[What you are asked to do] Extract the lines from the first line of the records below through the line containing "Where can the baby's foot", inclusive, and reproduce them exactly as written.

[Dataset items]
###

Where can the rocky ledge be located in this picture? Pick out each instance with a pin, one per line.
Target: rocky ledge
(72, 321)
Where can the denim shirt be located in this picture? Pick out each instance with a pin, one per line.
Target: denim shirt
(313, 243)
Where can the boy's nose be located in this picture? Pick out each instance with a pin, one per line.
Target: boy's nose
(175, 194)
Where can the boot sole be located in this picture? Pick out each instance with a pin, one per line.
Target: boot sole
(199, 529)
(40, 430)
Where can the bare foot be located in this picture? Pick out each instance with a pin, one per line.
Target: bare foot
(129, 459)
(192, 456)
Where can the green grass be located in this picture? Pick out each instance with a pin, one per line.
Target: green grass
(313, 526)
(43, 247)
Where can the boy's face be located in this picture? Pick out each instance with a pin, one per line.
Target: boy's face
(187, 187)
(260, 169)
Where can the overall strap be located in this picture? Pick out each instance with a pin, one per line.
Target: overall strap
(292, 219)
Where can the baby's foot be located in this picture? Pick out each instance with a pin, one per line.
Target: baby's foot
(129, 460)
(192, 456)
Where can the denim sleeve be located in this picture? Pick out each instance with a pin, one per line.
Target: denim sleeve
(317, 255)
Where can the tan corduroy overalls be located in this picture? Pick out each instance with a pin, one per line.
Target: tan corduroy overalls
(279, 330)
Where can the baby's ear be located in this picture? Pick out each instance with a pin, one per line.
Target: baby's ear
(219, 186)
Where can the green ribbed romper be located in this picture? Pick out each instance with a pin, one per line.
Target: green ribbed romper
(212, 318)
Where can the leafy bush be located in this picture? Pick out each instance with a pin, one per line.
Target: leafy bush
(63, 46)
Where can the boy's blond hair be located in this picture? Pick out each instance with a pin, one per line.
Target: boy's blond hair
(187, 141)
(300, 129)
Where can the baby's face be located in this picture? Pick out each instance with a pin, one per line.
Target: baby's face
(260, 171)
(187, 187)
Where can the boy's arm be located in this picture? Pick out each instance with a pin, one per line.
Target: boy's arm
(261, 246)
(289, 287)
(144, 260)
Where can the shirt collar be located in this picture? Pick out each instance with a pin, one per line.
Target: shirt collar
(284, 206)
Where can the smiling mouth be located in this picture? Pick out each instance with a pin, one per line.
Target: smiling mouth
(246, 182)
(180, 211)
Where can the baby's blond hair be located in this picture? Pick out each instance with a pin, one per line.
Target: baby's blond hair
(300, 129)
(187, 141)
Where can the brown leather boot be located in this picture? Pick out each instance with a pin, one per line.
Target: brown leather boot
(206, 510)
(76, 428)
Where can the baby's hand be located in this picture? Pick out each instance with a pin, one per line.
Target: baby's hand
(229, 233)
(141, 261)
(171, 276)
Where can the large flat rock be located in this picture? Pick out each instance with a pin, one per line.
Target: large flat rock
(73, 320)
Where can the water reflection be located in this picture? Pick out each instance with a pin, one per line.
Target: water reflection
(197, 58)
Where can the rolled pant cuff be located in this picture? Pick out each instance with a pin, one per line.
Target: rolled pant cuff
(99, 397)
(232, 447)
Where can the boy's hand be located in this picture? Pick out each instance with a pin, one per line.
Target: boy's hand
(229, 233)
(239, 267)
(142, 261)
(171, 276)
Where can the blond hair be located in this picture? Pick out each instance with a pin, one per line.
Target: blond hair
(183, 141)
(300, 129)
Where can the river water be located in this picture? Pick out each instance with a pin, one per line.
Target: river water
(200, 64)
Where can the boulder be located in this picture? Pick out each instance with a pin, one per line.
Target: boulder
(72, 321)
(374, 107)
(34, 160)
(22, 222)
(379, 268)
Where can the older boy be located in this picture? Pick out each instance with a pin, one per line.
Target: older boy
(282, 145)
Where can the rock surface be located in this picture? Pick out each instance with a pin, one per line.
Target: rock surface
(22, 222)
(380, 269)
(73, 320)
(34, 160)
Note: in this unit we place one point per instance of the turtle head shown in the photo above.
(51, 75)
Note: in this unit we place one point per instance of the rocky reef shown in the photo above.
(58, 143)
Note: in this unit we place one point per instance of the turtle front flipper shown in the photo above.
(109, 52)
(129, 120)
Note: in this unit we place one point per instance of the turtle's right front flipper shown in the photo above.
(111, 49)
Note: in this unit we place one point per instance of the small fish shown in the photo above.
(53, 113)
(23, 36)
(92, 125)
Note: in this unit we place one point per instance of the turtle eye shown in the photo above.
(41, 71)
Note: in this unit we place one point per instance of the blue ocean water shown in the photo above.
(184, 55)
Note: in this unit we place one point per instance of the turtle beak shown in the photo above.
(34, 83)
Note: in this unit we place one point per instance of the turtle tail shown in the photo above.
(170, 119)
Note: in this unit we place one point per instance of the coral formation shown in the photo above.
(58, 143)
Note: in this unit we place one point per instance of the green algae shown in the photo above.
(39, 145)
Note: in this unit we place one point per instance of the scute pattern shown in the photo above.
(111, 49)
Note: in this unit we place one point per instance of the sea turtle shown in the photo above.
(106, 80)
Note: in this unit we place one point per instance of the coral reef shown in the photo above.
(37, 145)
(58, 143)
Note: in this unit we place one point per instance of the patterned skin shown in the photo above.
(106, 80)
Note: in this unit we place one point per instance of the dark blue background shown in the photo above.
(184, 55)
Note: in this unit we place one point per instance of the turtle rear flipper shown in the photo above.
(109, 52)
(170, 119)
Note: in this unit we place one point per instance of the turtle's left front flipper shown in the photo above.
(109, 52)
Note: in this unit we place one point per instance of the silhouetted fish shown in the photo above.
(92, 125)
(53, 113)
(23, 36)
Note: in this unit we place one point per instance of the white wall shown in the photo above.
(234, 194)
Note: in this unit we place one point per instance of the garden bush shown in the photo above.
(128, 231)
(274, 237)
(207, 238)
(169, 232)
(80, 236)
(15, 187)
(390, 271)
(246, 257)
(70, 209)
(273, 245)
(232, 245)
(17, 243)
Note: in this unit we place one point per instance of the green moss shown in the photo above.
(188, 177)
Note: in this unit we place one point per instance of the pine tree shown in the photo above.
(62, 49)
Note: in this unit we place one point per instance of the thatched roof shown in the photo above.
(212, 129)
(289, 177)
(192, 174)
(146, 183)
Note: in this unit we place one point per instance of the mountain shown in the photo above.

###

[Solution for this exercise]
Where can the rocky ledge be located in this picture? Pick out each instance with a pin, one per line.
Target: rocky ledge
(72, 321)
Where can the denim shirt be located in this picture? Pick out each instance with a pin, one per line.
Target: denim shirt
(313, 243)
Where can the boy's nose be located in this picture? Pick out each instance with a pin, one per line.
Target: boy's nose
(175, 194)
Where can the boot sole be located in this picture? Pick out each instance with a pin, one per line.
Target: boot sole
(199, 529)
(40, 430)
Where can the bare foot be located in this picture? Pick out each instance with a pin, one per line.
Target: bare foot
(129, 459)
(192, 456)
Where can the green grass be located in this picture? Pick out each instance with a pin, one per line.
Target: green grass
(313, 526)
(43, 247)
Where can the boy's face be located in this picture? Pick out each instance with a pin, one per line.
Target: boy's face
(187, 187)
(260, 169)
Where can the overall strap be located in this picture? Pick out each instance with a pin, one per line.
Target: overall strap
(292, 219)
Where can the baby's foot be located in this picture? Pick out each instance with a pin, one per line.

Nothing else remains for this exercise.